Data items
__________________________________________________

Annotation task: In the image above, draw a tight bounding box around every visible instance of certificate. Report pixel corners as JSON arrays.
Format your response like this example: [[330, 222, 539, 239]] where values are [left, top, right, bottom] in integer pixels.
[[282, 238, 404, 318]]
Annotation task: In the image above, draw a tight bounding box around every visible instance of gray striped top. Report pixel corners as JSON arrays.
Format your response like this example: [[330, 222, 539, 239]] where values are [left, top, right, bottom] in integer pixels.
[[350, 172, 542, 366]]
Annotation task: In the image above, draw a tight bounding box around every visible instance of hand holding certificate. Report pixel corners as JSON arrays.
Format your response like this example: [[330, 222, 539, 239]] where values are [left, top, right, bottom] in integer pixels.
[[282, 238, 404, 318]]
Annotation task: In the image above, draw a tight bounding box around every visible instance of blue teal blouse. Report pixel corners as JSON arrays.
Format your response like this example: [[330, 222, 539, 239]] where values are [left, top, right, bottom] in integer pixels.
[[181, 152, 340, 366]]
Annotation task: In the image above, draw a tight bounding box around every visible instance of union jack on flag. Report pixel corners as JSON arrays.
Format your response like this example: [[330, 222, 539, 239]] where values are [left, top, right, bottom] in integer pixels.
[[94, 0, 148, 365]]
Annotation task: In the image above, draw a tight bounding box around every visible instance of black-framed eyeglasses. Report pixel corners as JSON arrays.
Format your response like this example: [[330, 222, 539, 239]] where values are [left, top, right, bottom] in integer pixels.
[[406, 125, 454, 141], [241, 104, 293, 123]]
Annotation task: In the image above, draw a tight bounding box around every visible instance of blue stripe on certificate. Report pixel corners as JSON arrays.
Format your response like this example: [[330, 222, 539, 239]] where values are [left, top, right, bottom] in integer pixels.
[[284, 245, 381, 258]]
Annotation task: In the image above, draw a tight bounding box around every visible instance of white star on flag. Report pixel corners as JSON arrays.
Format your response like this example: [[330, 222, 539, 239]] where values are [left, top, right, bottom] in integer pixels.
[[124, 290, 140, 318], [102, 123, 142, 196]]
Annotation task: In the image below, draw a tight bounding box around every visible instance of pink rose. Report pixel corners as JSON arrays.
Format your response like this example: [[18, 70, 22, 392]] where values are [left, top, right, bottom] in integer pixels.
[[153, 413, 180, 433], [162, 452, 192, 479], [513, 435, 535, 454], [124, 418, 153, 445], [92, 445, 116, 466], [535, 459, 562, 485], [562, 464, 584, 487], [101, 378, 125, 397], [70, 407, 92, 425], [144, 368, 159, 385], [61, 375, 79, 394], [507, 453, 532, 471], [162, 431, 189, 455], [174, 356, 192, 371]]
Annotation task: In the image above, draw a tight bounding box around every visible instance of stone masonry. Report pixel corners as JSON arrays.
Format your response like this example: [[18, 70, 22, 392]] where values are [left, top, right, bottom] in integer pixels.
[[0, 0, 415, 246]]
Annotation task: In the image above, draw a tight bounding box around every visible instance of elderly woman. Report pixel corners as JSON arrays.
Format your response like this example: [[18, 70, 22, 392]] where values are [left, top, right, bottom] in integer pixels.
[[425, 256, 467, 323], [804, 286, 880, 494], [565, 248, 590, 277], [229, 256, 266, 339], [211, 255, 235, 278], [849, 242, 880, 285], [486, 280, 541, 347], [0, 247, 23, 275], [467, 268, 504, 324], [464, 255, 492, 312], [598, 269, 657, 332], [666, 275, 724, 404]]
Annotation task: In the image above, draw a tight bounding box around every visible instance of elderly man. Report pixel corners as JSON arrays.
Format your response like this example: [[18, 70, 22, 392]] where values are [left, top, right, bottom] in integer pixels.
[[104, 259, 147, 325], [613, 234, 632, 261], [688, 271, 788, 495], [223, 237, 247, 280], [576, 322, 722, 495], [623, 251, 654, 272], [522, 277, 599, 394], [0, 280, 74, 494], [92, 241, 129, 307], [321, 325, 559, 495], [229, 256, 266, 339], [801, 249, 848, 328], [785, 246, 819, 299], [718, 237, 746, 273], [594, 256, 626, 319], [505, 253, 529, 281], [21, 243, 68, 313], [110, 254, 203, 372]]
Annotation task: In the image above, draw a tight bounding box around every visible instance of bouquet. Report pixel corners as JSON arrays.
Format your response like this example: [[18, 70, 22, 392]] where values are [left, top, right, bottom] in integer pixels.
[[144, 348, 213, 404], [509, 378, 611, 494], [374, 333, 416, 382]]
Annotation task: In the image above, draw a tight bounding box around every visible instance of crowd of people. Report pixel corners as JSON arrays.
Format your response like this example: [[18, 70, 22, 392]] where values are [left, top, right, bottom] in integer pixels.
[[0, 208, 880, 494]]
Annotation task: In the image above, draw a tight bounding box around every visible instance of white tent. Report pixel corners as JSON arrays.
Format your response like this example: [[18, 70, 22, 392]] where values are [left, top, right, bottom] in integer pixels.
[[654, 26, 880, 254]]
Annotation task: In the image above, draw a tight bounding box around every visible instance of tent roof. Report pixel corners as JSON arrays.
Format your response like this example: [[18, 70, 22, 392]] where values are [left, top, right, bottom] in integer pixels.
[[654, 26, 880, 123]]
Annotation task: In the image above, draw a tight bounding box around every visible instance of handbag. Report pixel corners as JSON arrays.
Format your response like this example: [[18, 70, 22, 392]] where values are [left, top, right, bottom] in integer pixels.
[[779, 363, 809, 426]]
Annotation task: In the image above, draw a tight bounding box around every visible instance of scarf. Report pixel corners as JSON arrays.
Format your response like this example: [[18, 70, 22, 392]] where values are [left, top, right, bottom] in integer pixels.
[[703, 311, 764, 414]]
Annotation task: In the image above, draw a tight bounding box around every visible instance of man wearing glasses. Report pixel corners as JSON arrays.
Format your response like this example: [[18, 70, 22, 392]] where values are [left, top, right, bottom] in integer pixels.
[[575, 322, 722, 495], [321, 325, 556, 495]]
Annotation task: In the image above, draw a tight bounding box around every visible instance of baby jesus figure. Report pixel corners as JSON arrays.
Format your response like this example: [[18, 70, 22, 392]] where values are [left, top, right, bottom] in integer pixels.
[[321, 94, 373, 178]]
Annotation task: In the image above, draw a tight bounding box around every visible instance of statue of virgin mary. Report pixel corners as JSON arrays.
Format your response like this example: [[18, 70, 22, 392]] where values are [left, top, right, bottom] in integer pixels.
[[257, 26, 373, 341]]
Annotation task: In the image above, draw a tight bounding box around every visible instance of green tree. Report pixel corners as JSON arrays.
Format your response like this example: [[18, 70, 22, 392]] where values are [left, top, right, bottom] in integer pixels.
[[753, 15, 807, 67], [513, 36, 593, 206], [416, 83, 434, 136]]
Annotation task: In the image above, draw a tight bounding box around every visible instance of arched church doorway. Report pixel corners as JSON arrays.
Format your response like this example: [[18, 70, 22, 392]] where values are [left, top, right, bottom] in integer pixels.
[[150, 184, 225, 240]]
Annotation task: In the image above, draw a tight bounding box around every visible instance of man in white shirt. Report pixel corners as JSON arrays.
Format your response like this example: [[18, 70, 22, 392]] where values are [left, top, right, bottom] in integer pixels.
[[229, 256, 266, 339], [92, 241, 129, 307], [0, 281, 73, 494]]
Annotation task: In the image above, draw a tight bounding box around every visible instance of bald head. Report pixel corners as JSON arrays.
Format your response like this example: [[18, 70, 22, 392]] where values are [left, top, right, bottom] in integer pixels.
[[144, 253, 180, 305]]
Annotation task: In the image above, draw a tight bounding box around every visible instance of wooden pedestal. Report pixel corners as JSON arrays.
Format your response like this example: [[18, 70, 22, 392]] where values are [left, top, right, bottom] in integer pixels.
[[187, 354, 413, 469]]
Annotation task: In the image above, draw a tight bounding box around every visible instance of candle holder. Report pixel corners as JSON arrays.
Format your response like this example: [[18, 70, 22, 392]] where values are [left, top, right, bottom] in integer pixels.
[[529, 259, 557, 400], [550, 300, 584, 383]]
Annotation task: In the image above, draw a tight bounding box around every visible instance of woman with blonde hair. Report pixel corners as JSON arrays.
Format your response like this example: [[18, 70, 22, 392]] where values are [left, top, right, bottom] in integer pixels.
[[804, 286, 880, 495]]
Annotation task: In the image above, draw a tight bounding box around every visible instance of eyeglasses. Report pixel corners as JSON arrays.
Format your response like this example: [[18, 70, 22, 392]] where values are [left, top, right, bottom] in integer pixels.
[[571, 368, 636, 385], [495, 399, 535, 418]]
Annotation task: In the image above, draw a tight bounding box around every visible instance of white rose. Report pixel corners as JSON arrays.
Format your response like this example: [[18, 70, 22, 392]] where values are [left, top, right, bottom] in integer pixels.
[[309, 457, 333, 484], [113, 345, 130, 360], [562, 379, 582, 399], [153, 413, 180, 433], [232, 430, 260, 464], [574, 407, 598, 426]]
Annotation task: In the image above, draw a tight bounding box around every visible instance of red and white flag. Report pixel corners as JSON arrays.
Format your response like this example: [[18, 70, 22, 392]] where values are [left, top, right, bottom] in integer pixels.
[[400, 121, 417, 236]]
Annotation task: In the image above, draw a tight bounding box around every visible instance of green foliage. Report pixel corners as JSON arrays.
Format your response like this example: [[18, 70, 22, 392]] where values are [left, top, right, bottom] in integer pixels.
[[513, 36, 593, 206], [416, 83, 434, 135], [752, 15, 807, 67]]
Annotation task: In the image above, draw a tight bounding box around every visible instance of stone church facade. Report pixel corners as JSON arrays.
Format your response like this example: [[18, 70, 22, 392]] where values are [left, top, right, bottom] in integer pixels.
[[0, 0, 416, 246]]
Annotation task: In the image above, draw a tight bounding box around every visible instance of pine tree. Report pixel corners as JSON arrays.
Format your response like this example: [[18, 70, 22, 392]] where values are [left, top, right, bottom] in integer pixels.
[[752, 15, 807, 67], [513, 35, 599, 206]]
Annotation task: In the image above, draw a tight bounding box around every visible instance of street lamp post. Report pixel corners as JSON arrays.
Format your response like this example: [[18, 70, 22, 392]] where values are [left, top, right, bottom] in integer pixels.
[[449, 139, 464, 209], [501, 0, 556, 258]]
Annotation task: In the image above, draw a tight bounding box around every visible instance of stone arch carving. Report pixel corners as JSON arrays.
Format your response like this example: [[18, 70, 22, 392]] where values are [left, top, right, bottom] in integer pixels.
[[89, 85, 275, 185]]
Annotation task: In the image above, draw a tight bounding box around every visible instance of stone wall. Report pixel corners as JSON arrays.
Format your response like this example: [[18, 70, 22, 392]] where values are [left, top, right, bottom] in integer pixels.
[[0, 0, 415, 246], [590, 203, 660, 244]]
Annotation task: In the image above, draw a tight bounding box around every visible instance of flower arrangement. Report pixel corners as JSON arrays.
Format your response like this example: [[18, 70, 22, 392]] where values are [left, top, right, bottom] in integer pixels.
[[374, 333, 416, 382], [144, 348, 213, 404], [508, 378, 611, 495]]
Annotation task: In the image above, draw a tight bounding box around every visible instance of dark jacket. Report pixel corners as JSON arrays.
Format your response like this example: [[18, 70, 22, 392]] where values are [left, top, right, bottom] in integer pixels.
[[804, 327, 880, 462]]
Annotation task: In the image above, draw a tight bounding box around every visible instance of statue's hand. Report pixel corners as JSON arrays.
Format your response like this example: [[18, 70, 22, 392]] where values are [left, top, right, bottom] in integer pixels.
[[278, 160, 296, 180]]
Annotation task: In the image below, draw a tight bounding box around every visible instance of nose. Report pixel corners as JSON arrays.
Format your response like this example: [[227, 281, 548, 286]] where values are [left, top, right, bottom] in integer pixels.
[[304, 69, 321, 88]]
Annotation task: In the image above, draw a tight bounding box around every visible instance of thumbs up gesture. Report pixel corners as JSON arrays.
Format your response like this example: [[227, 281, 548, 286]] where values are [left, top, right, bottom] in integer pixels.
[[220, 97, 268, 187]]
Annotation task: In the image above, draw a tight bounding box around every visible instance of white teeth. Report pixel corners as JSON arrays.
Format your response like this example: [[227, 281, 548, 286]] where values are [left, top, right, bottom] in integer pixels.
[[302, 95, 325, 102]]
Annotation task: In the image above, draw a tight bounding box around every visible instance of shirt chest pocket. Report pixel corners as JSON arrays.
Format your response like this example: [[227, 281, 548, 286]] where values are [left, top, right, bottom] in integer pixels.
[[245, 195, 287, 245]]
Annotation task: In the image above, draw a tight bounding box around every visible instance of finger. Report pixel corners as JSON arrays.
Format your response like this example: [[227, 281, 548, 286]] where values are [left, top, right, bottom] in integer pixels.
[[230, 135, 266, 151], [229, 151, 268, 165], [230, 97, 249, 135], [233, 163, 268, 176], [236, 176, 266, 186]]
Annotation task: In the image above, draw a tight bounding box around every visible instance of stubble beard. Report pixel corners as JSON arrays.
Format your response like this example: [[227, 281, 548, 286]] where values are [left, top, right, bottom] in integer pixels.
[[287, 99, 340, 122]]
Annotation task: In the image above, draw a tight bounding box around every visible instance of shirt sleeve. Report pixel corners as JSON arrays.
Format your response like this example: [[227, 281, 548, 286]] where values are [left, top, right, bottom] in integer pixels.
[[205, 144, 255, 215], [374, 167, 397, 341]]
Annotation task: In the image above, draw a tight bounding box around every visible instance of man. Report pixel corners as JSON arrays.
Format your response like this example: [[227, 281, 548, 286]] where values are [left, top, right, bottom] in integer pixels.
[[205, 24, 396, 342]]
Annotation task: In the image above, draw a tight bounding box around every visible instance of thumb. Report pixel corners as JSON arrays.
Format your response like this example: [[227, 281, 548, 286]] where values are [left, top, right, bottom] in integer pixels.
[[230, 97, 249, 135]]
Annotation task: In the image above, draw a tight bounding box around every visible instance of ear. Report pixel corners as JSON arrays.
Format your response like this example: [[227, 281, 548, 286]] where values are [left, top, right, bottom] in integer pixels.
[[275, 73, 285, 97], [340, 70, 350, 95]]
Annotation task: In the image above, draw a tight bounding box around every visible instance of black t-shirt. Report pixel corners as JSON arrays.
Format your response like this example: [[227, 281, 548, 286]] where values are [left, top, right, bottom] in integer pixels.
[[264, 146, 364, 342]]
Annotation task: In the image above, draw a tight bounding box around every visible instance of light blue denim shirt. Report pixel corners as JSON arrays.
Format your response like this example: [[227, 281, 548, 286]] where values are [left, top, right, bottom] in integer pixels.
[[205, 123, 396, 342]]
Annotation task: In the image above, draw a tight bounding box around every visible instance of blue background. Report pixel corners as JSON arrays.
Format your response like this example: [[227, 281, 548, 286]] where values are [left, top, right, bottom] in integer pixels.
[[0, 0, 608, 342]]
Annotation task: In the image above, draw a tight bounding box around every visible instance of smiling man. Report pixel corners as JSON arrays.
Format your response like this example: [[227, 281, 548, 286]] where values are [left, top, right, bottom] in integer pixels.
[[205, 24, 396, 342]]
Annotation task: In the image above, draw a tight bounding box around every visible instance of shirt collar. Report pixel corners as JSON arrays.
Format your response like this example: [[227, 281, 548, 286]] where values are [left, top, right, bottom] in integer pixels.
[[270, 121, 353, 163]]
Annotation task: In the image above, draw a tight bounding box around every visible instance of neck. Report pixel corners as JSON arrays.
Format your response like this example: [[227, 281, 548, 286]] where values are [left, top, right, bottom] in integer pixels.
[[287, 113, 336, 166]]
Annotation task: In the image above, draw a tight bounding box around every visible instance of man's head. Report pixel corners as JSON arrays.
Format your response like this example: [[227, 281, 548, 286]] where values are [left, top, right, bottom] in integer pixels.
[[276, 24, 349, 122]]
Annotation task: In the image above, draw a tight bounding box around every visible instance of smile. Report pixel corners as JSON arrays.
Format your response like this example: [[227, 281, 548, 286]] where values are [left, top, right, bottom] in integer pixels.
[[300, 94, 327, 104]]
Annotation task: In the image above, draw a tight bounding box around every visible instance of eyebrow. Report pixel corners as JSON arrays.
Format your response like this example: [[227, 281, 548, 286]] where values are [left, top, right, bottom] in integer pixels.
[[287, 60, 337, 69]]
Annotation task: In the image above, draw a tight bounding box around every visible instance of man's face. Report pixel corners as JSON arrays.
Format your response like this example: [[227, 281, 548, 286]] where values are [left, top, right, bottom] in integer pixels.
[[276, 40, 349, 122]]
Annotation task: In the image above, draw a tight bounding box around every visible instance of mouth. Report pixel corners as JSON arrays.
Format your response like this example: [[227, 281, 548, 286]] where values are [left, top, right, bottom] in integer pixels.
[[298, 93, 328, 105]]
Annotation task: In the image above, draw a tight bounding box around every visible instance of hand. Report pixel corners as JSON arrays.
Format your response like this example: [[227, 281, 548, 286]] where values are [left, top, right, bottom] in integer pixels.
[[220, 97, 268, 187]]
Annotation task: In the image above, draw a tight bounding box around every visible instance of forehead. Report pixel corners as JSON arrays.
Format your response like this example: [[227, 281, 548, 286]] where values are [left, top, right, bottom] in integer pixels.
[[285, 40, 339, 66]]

__________________________________________________

§ Directions for this task: Rewrite the listing in full from the line containing "top. Report pixel corners as JSON arrays." through the line containing "[[350, 172, 542, 366]]", both included, and rescale every bounding-box coordinate in the answers by 1.95, rounding to whole numbers with halves going up. Keep the requests and their format samples unchanged, and return only these lines.

§ Final result:
Annotation task: In the image above, draw a tight bounding box around every visible instance of gray striped top. Report pixel corners as JSON arrays.
Format your response like this example: [[330, 222, 539, 239]] where values are [left, top, right, bottom] in integer pixels.
[[683, 335, 1057, 714]]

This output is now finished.